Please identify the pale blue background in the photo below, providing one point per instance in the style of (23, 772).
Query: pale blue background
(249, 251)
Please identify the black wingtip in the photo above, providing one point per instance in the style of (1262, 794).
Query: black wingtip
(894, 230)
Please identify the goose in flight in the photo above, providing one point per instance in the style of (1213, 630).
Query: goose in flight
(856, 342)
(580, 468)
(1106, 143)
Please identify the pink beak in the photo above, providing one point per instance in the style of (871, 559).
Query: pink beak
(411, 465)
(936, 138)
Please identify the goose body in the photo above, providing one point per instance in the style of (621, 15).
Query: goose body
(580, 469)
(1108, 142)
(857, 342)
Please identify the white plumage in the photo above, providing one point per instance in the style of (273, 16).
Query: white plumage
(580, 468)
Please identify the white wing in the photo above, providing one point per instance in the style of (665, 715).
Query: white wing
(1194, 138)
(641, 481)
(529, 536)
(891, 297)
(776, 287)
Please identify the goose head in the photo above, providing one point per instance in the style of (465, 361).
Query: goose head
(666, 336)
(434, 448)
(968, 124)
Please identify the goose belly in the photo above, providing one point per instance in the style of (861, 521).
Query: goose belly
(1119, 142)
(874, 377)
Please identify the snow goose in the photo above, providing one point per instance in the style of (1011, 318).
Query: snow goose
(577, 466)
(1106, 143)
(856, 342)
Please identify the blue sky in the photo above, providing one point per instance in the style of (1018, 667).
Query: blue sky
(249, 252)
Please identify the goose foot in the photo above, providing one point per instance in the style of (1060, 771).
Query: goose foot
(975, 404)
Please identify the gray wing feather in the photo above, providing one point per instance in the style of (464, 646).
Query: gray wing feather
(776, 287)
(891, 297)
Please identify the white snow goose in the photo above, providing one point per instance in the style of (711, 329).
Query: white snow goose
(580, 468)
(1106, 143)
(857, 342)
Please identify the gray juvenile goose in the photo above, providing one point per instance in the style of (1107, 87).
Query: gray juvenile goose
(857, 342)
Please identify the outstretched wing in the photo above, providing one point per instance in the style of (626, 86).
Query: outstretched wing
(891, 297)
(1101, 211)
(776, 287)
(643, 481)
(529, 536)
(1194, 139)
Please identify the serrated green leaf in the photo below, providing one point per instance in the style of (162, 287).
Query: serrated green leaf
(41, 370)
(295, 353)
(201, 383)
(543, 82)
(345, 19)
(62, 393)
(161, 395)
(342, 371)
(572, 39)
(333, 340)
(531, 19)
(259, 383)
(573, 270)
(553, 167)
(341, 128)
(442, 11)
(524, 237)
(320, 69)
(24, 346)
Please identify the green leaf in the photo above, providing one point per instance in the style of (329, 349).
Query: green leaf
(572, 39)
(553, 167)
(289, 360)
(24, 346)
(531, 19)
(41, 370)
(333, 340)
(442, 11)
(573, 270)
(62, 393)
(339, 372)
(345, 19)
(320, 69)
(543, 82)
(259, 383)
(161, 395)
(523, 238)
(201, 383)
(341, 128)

********************

Restate each record exactly as written.

Please identify the pale blue background in the photo below, providing one point per instance in the style of (23, 772).
Query: pale blue background
(249, 251)
Please identify the black wingtip in the photo above, providing one point per instance in the style of (1262, 794).
Query: black wingtip
(894, 230)
Please identify the goose in flight in the photo above, providing one point per instance in the style of (1213, 630).
Query: goose in flight
(856, 342)
(580, 468)
(1106, 143)
Please identify the pink beak in the photo above, providing one point per instance in the style of (871, 559).
Query: pink beak
(411, 465)
(936, 138)
Please identify the goose body in the photo above, providing one point per instance in the style of (621, 15).
Query: goose body
(580, 469)
(1108, 142)
(857, 342)
Please identify the white plumage in the photo above, providing one point per instance in the style of (273, 16).
Query: white plumage
(580, 468)
Please identify the white wing in the photo above, providing one point per instance in the style of (665, 715).
Query: white wing
(1194, 138)
(641, 481)
(529, 536)
(891, 297)
(776, 287)
Please identify the goose head in the photo above, providing one point per instance in the style of (465, 361).
Query: goose head
(666, 336)
(434, 448)
(968, 124)
Please identify the goose belly in the photo above, providing one point per instance in the style of (861, 521).
Query: goose belly
(1119, 142)
(874, 377)
Please identify the snow goose in the photo above, providing one point per instance in the style of (1011, 318).
Query: snow goose
(577, 466)
(1106, 143)
(856, 342)
Please identify the blue sky in the photo above, providing one point per instance in the style of (1018, 667).
Query: blue sky
(249, 252)
Please identify the goose foot in the photo above, providing one point per instance in the style of (1060, 771).
Query: goose foot
(975, 404)
Please identify the gray wing feather in the photo above, providing one point per instance in the style of (464, 646).
Query: gray wing feather
(776, 287)
(891, 297)
Please identify the white snow goose in the photo above, providing one point per instance in the style of (711, 329).
Query: white snow goose
(580, 468)
(1106, 143)
(857, 342)
Please identify the gray juvenile goose in the photo above, providing one point per instance in the style of (1107, 87).
Query: gray juvenile goose
(857, 342)
Please identify the outstretched wing in the photo above, providing one point per instance in the style of (626, 86).
Query: outstretched wing
(891, 297)
(1101, 211)
(776, 287)
(643, 481)
(529, 536)
(1194, 139)
Please identify the serrated green leaf in the photo below, providing one point per instance in the style of (162, 287).
Query: serrated green leaf
(41, 370)
(295, 353)
(201, 383)
(543, 82)
(345, 19)
(62, 393)
(161, 395)
(342, 371)
(572, 39)
(333, 340)
(531, 19)
(259, 383)
(573, 270)
(553, 167)
(341, 128)
(442, 11)
(524, 237)
(320, 69)
(24, 346)
Please identify the green leaf in the photo above, providing one point per instance in the style of (329, 349).
Query: green leaf
(572, 39)
(553, 167)
(289, 360)
(24, 346)
(531, 19)
(41, 370)
(333, 340)
(442, 11)
(573, 270)
(62, 393)
(339, 372)
(345, 19)
(320, 69)
(543, 82)
(259, 383)
(161, 395)
(523, 238)
(201, 383)
(341, 128)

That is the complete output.